Instructions for the task >> Line by line, give the data again exactly as it appears, but without pictures.

(Stored data)
[Start of section]

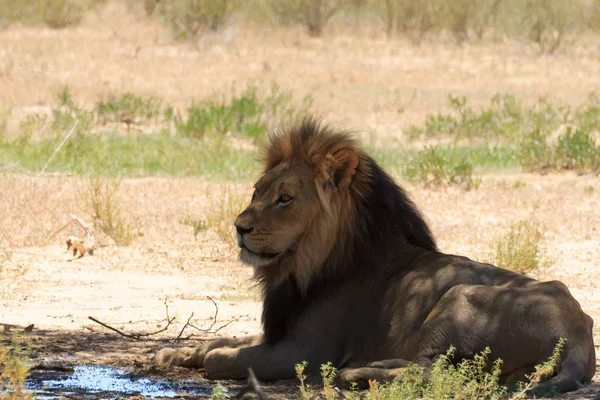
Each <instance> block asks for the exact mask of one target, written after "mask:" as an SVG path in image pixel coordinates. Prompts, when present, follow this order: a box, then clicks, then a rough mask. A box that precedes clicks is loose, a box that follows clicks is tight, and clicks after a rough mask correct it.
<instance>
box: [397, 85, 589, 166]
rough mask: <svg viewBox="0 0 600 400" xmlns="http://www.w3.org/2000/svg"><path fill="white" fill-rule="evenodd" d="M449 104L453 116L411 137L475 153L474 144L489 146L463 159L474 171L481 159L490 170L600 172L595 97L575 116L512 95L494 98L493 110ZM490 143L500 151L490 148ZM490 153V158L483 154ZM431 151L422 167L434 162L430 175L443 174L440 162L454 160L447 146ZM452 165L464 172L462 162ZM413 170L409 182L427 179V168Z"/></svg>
mask: <svg viewBox="0 0 600 400" xmlns="http://www.w3.org/2000/svg"><path fill="white" fill-rule="evenodd" d="M449 100H450V105H451V107H452V111H451V112H450V113H448V114H441V113H438V114H431V115H428V116H427V117H426V121H425V123H424V125H423V126H416V125H413V126H411V127H409V128H408V129H407V131H406V133H407V135H408V137H409V138H410V139H417V138H422V137H426V138H440V137H450V138H453V139H455V143H465V142H467V143H471V146H469V147H470V148H471V149H473V145H472V144H473V143H480V142H485V143H486V145H485V146H483V147H480V148H479V150H478V151H473V150H468V153H469V154H468V155H465V156H463V158H464V159H465V160H467V162H468V163H471V164H472V166H473V167H474V168H476V167H477V166H478V165H480V161H478V159H486V160H489V162H488V164H489V165H491V166H499V165H503V166H504V167H510V166H513V165H514V164H515V161H516V162H517V163H518V164H519V165H520V166H521V167H522V168H523V169H524V170H526V171H547V170H549V169H551V170H565V169H566V170H576V171H579V172H592V173H594V172H597V171H600V146H598V144H597V143H596V138H597V137H598V135H599V134H600V101H599V100H598V97H597V96H596V95H595V94H592V95H590V97H589V99H588V102H587V103H585V104H583V105H582V106H580V107H578V108H576V109H574V110H573V109H571V108H570V107H566V106H561V105H556V104H553V103H551V102H549V101H548V100H547V99H540V100H539V101H538V102H537V103H536V104H534V105H532V106H525V105H523V104H522V103H521V102H520V101H519V100H518V99H516V98H515V97H514V96H512V95H503V96H500V95H497V96H494V97H493V98H492V101H491V102H490V105H489V106H488V107H483V108H480V109H474V108H472V107H470V106H469V105H468V103H467V100H466V99H465V98H464V97H453V96H450V97H449ZM557 133H558V134H557ZM491 143H496V145H494V147H490V144H491ZM463 147H465V146H464V145H463ZM475 148H477V147H475ZM486 148H487V149H488V150H489V154H485V152H486V150H483V152H482V151H481V149H486ZM492 149H493V150H492ZM427 151H428V152H427ZM427 151H426V152H425V153H423V154H422V155H421V156H422V157H421V158H422V159H423V162H422V163H421V164H423V165H425V164H426V163H427V162H429V163H430V164H432V162H431V159H433V160H434V162H433V167H428V168H429V169H431V168H434V167H436V168H438V169H441V170H444V167H445V165H441V164H442V163H441V161H439V160H437V159H442V158H443V159H450V160H451V159H452V157H451V156H449V155H447V154H441V153H448V146H446V147H445V150H440V146H437V147H435V148H434V149H433V150H431V149H430V150H427ZM436 160H437V161H436ZM451 165H454V166H459V164H457V162H453V163H451ZM451 168H454V167H451ZM412 170H413V171H412V172H411V173H410V174H409V176H413V175H415V176H423V175H424V174H425V173H426V172H427V171H423V167H422V166H421V167H419V166H418V168H413V169H412ZM429 172H433V173H434V174H435V175H436V176H437V175H441V176H445V175H452V174H453V173H452V171H451V170H448V169H447V168H446V169H445V170H444V171H441V172H440V171H435V170H431V171H429Z"/></svg>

[End of section]

Written response >>
Each <instance> block asks for the exact mask of one target, written after "mask:" as an SVG path in image pixel coordinates. Prompts, when present, follow this order: a box, then clicks, then a rough mask. A box that precedes clicks is loose, a box that follows clicks is tight, and clicks after a rough mask correct it.
<instance>
box: [397, 85, 589, 166]
rough mask: <svg viewBox="0 0 600 400" xmlns="http://www.w3.org/2000/svg"><path fill="white" fill-rule="evenodd" d="M449 104L453 116L411 137L475 153L474 144L489 146L463 159L474 171L481 159L490 170L600 172L595 97L575 116L512 95L494 98L493 110ZM490 143L500 151L490 148ZM490 153V158L483 154ZM431 151L422 167L434 162L430 175L443 174L440 162L454 160L447 146ZM452 165L464 172L462 162ZM413 170L409 182L427 179V168Z"/></svg>
mask: <svg viewBox="0 0 600 400" xmlns="http://www.w3.org/2000/svg"><path fill="white" fill-rule="evenodd" d="M449 100H450V105H451V107H452V111H451V112H450V113H448V114H441V113H438V114H431V115H428V116H427V117H426V121H425V123H424V125H423V126H416V125H413V126H411V127H409V128H408V129H407V131H406V133H407V135H408V137H409V138H410V139H417V138H422V137H426V138H440V137H450V138H453V139H455V143H465V142H467V143H471V146H469V147H470V148H471V149H473V145H472V144H473V143H480V142H485V143H486V145H485V146H483V147H480V148H479V150H478V151H473V150H468V153H469V154H468V155H465V156H463V158H464V159H465V160H467V162H468V163H471V164H472V166H473V167H474V168H476V167H477V166H478V165H480V161H478V159H486V160H489V162H488V164H489V165H491V166H499V165H503V166H504V167H510V166H513V165H514V164H515V161H516V162H517V163H518V164H519V165H520V166H521V167H522V168H523V169H524V170H526V171H547V170H549V169H551V170H565V169H566V170H576V171H579V172H592V173H594V172H597V171H600V146H598V144H597V143H596V138H597V137H598V135H599V134H600V101H599V100H598V97H597V96H596V95H595V94H592V95H590V97H589V99H588V102H587V103H585V104H583V105H582V106H580V107H578V108H576V109H574V110H573V109H571V108H570V107H566V106H561V105H556V104H553V103H551V102H549V101H548V100H547V99H540V100H539V101H538V102H537V103H536V104H534V105H532V106H525V105H523V104H522V103H521V102H520V101H519V100H518V99H516V98H515V97H514V96H512V95H503V96H500V95H497V96H494V97H493V98H492V101H491V102H490V105H489V106H488V107H483V108H480V109H474V108H472V107H470V106H469V105H468V103H467V100H466V99H465V98H464V97H453V96H450V97H449ZM557 133H558V134H557ZM491 143H496V145H494V147H490V144H491ZM463 147H465V146H464V145H463ZM475 148H477V147H475ZM486 148H487V149H488V150H489V154H485V152H486V150H483V152H482V151H481V149H486ZM492 149H493V150H492ZM427 151H428V152H427ZM427 151H426V152H425V153H423V154H422V155H421V156H422V157H421V158H422V159H423V162H422V163H421V164H423V165H425V164H426V163H427V162H429V163H430V164H432V162H431V159H433V160H434V162H433V167H428V168H429V169H431V168H434V167H436V168H438V169H441V170H444V167H445V165H441V164H442V163H441V161H439V160H437V159H442V158H443V159H450V160H451V159H452V157H451V156H449V155H447V154H441V153H448V146H446V147H445V150H440V146H437V147H435V148H434V149H433V150H431V149H430V150H427ZM436 160H437V161H436ZM451 165H454V166H459V164H457V162H453V163H451ZM451 168H454V167H451ZM412 170H413V171H412V172H411V173H410V174H409V176H413V175H415V176H423V175H424V174H425V173H426V172H427V171H423V167H422V166H421V167H419V166H418V168H413V169H412ZM429 172H433V173H434V174H435V175H436V176H437V175H441V176H445V175H452V174H453V173H452V171H451V170H448V169H447V168H446V169H445V170H444V171H441V172H440V171H435V170H431V171H429Z"/></svg>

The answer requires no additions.